Among the lines below, a stretch begins at the one with "Habitat-count request: mark the yellowing" and ends at the one with "Target: drooping flower cluster". Repeat that stretch exactly, ends included.

Collected data entries:
»»
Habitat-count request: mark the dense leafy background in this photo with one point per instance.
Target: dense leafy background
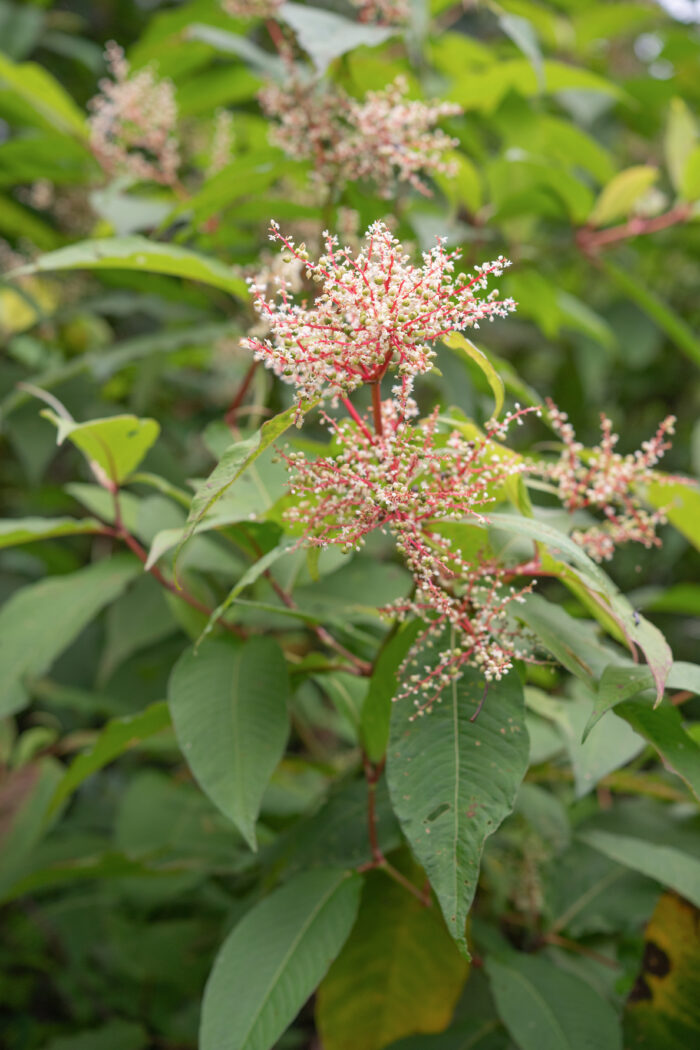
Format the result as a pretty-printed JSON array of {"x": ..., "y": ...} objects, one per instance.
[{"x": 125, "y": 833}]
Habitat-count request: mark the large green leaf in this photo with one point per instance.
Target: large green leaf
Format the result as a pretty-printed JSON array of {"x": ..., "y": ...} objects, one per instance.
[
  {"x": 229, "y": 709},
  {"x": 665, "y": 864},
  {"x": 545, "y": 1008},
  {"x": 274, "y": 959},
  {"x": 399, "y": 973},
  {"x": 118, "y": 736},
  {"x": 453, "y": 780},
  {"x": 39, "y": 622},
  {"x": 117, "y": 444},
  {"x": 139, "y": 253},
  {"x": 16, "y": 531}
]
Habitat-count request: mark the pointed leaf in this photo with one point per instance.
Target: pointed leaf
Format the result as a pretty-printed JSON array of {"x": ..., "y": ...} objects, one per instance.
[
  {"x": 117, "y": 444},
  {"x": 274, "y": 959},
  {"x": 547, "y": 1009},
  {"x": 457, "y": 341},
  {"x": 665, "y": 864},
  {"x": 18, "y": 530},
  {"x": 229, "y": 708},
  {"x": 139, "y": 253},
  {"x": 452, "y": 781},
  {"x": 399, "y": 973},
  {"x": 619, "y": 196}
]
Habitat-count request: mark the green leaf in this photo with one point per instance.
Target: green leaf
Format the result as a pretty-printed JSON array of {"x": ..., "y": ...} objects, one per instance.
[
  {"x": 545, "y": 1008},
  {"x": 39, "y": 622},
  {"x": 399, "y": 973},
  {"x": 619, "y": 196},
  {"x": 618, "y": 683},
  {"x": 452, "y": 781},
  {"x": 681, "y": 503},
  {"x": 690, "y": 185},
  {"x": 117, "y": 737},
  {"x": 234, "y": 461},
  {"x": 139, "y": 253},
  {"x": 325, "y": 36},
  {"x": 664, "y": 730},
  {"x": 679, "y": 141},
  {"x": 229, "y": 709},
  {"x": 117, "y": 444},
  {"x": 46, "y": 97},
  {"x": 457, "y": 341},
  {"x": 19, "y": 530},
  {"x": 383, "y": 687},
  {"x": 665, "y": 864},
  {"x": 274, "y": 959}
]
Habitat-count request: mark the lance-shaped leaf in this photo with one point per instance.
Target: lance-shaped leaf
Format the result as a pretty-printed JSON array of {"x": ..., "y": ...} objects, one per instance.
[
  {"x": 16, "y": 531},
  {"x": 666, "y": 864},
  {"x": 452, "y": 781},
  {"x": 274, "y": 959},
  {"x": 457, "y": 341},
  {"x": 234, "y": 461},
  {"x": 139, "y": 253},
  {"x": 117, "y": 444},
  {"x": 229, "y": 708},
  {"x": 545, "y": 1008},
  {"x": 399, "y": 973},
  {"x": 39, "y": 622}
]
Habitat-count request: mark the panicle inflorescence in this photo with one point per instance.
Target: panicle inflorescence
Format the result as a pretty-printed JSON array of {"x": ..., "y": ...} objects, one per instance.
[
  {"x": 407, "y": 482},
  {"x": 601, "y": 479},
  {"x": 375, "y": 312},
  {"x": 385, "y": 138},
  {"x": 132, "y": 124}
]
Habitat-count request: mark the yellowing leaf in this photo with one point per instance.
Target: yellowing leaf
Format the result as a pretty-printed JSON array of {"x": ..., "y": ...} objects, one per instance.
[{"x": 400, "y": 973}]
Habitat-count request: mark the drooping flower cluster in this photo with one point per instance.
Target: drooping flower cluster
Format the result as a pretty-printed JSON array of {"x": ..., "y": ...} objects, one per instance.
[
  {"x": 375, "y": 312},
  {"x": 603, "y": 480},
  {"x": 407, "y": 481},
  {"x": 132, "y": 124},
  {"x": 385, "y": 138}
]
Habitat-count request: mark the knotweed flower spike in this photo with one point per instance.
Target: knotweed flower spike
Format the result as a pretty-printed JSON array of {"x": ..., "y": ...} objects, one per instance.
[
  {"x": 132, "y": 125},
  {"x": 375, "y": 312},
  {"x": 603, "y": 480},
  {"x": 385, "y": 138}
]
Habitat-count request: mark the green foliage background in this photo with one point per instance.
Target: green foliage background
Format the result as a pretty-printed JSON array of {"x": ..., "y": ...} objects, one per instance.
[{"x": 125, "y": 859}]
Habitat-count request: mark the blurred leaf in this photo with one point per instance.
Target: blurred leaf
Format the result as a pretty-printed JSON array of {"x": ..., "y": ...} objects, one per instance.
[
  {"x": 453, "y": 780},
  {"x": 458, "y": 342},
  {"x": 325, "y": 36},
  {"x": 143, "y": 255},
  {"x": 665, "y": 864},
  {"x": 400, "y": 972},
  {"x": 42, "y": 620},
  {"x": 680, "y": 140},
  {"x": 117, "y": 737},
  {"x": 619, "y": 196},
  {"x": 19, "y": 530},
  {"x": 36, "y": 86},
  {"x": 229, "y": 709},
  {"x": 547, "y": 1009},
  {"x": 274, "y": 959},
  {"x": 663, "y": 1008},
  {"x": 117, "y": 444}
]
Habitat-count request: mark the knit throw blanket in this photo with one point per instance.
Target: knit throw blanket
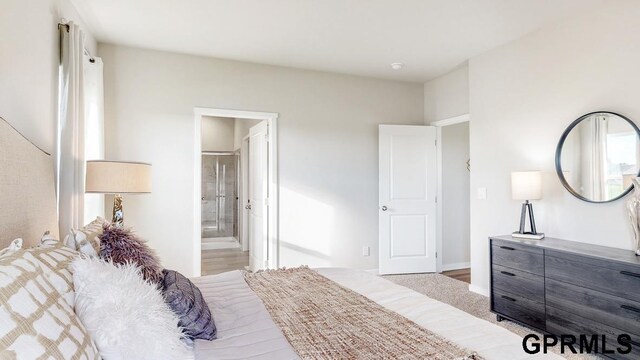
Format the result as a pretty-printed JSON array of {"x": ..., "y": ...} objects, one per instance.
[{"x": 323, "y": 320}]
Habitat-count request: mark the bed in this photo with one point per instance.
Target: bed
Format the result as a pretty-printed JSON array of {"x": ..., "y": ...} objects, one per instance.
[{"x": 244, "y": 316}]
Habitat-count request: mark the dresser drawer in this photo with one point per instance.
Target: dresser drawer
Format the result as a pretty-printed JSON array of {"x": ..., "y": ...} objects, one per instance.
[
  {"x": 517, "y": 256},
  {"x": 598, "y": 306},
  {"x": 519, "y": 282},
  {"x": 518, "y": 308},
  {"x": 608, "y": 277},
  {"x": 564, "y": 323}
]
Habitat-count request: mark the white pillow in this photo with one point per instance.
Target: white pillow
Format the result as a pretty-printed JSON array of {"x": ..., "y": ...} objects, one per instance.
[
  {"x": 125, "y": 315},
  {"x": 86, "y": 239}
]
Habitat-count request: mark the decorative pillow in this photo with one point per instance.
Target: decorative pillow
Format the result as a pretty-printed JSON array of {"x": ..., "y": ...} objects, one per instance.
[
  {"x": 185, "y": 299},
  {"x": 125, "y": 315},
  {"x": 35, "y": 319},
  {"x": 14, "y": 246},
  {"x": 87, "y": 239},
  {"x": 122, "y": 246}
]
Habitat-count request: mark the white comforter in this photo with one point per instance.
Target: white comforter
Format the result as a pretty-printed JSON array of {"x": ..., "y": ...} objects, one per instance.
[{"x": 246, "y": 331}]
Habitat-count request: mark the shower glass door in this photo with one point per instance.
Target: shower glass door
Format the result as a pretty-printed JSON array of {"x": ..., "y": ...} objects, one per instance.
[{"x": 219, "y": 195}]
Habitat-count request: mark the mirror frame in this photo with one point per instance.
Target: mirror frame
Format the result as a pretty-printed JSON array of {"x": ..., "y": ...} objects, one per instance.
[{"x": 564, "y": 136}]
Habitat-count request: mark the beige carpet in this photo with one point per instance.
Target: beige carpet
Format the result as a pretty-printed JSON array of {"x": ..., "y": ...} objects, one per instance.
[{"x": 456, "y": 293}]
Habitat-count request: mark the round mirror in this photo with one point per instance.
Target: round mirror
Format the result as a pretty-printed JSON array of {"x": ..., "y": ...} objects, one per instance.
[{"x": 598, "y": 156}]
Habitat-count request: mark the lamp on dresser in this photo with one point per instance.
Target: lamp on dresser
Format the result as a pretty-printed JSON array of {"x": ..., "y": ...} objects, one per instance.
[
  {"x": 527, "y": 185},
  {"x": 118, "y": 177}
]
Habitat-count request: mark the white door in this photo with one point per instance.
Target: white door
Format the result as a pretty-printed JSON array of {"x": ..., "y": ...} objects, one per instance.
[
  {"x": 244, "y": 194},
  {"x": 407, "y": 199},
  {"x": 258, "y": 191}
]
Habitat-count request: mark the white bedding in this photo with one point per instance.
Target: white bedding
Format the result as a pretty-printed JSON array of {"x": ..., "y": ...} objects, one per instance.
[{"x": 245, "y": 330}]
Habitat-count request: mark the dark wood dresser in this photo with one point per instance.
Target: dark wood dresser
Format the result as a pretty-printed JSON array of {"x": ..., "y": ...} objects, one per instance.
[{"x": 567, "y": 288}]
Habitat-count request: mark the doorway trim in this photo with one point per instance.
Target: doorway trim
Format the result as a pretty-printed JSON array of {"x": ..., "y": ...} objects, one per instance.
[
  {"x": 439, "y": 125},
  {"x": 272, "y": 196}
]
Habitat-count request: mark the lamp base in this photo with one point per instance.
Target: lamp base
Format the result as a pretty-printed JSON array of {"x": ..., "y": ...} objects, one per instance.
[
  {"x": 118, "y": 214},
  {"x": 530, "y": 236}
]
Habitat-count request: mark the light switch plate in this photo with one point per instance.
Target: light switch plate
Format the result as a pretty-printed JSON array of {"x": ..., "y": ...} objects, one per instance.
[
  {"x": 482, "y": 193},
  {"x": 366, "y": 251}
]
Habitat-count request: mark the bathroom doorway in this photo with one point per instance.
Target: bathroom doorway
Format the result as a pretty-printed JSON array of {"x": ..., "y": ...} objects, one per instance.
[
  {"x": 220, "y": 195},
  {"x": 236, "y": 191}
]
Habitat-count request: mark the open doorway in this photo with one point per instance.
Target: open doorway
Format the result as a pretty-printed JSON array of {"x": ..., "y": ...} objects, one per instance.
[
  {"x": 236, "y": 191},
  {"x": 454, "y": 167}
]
««
ANSWER BOX:
Habitat-count request: mark the yellowing leaf in this photo with one point per instance.
Target: yellowing leaf
Format the result as a pretty-printed JSON array of {"x": ..., "y": ...} objects, one per instance.
[{"x": 400, "y": 973}]
Habitat-count request: mark the drooping flower cluster in this photo with one point per instance.
Target: drooping flower cluster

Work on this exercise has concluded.